■ Problem ■
The number of lines containing the word "query" is all you should give; count them in the records below.

■ Data provided ■
=== Begin Enclosure ===
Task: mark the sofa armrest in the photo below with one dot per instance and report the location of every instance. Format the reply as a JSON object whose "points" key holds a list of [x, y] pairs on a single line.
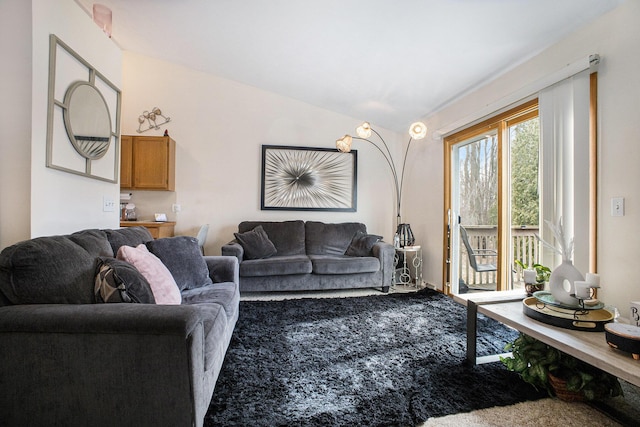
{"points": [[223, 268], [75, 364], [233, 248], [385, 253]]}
=== End Enclosure ===
=== Begin Enclosure ===
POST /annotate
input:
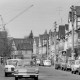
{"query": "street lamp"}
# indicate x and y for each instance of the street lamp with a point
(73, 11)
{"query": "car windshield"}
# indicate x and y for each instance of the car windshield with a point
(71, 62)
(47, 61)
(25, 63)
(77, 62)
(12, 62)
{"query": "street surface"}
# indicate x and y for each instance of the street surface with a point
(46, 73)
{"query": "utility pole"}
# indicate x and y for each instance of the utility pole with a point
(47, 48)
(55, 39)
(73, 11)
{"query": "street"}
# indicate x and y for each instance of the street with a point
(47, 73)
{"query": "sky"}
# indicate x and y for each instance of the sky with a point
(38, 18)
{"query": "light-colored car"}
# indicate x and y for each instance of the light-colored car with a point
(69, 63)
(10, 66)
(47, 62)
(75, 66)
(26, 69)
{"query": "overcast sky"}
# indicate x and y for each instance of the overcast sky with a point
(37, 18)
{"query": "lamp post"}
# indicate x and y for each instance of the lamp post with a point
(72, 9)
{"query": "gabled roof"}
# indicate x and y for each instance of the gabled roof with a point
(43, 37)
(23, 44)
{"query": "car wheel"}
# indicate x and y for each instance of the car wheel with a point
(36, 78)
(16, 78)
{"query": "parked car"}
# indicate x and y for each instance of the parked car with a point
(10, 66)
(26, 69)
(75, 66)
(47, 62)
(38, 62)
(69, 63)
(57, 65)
=== End Enclosure ===
■ Your response ■
12